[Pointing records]
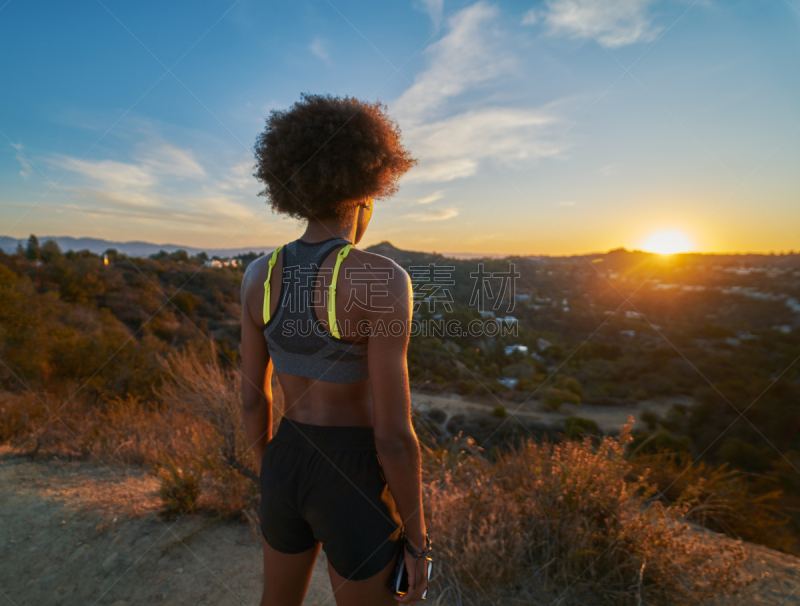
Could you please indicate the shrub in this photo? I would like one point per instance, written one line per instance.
(553, 398)
(180, 488)
(566, 515)
(577, 428)
(720, 498)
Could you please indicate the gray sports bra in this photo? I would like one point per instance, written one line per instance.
(298, 343)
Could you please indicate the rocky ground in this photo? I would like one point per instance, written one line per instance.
(73, 533)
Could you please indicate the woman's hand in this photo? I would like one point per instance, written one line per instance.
(417, 569)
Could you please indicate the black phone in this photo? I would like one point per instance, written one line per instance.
(400, 576)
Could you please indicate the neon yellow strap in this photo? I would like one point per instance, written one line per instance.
(266, 284)
(332, 291)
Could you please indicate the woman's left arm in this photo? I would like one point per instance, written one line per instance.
(256, 379)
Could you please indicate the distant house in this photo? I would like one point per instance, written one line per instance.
(222, 263)
(510, 349)
(508, 382)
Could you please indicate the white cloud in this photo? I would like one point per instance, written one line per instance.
(610, 169)
(469, 54)
(453, 148)
(319, 48)
(439, 214)
(110, 173)
(27, 169)
(431, 198)
(530, 18)
(473, 52)
(613, 23)
(169, 160)
(434, 8)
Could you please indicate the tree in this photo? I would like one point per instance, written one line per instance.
(32, 250)
(50, 251)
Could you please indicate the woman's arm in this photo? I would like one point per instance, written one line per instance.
(256, 378)
(395, 438)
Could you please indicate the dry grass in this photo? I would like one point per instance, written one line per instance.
(552, 518)
(566, 516)
(721, 498)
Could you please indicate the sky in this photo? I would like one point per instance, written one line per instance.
(556, 127)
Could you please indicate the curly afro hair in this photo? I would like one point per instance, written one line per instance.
(323, 155)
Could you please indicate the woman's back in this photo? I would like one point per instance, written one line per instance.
(343, 468)
(298, 333)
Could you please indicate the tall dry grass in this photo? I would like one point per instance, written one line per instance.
(565, 517)
(568, 519)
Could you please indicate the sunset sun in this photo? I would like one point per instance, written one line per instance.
(666, 242)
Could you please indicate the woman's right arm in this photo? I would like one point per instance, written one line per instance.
(395, 438)
(256, 375)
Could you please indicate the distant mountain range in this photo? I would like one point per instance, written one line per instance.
(133, 249)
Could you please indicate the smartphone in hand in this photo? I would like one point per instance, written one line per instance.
(400, 576)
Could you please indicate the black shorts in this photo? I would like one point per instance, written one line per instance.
(325, 484)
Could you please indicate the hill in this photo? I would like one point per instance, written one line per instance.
(133, 248)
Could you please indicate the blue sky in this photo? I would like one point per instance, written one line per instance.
(552, 127)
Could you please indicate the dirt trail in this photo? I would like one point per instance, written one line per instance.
(75, 534)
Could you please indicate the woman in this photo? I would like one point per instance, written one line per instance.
(343, 470)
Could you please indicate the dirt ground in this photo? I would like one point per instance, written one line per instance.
(74, 534)
(77, 534)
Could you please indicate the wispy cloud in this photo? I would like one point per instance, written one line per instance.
(27, 169)
(530, 18)
(469, 54)
(161, 186)
(610, 169)
(438, 214)
(319, 48)
(431, 198)
(473, 52)
(613, 23)
(434, 9)
(453, 148)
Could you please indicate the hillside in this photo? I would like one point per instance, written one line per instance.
(127, 349)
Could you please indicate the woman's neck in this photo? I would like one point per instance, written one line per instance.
(319, 230)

Problem details:
Reproduce every line of the material above verbatim, but leave out the pictures.

Written response:
Could you please indicate the shrub in this photo? I would like one point per instance, written one line per instance.
(553, 398)
(180, 488)
(566, 515)
(577, 428)
(720, 498)
Could you please indicate the gray sports bra in this photo? I would like one point per instance, written one line per instance.
(298, 343)
Could you please indicate the rocky ground in this photo? I would like one point per instance, written one line per instance.
(73, 533)
Could you please indicate the woman's hand in this photo? I would like one point per instance, written one line per instance.
(417, 569)
Could you please indicate the black phone in this photo? I would like one point per instance, written one line per instance.
(400, 576)
Could you please indicate the neon yellow strap in this photo? I would like one point per instance, written one line per instance.
(266, 284)
(332, 291)
Could you please indicate the woman's left arm in this photo? I would like one point per instance, written one line per instance.
(256, 379)
Could you please indicate the distant house in this photo? I would like one point per instance, written one line per instance.
(222, 263)
(510, 349)
(508, 382)
Could you please indicate the white cloud in this photo? I would like one point per instance, written one line per instance.
(610, 169)
(469, 54)
(453, 148)
(319, 48)
(439, 214)
(110, 173)
(27, 169)
(431, 198)
(530, 18)
(473, 52)
(613, 23)
(169, 160)
(434, 8)
Could you please indicate the tree in this photo? I would like one point per instance, written one line per instance.
(32, 250)
(50, 251)
Could you please indicate the woman's arm in this photo? I would like one point per instance, written one line per instance.
(256, 378)
(395, 438)
Could you please indicate the dry grass in this photo? I would like one point per instance, written one line per instance.
(552, 518)
(566, 516)
(721, 498)
Could you please indicate the sky in this photo? I would like one point per instance, written one line per instance.
(556, 127)
Could you please indicate the curly afro hair in this photo? I would like one point per instance, written one line per instance.
(323, 155)
Could you please indicate the woman's back in this photo? I would like one point per instance, written one line per instance.
(343, 468)
(298, 333)
Could you please indicate the tall dry grass in this photo? I would like one point per instance, written one line per instance.
(565, 517)
(568, 519)
Could you please indicate the sunset sun in this photo? I would like one point per instance, written one line per instance.
(666, 242)
Could you please indicate the woman's right arm in this photo? I would like one point per instance, written one line per instance.
(395, 438)
(256, 375)
Could you please indicate the distant mountain range in this photo? I would like one point per instance, written one line per instance.
(133, 249)
Could you please indicate the smartphone in hand in this photo? I would like one point per instance, written one line per instance.
(400, 576)
Could you please indicate the black shorts in this photo? I would like one point per instance, written one line per instance.
(325, 484)
Could you please indicate the hill in this photo? I would like one point per instance, written one line per instance.
(133, 248)
Could you please indicate the blue sky in this photo? I would like one point per instance, written one line per instance.
(552, 127)
Could you please indicate the dirt trail in this photo? I would like one point per instance, written one line per instance.
(75, 534)
Could you please indicate the woman in this photo? I would like one point per instance, written one line per instance.
(343, 470)
Could you please indicate the dirt ground in this photo? I would like one point per instance, written one line per instance.
(74, 534)
(77, 534)
Could you please indicate the wispy cloud in this photo? I would like one point per instance, written one line per instance.
(27, 169)
(530, 18)
(469, 54)
(161, 186)
(610, 169)
(438, 214)
(319, 48)
(431, 198)
(473, 52)
(613, 23)
(434, 9)
(453, 148)
Could you please indicate the hillside in this photo? I would like one point per instance, written one line per instance.
(127, 349)
Could you please indicate the woman's neck in this photo? I would like one point per instance, written one line per instance.
(319, 230)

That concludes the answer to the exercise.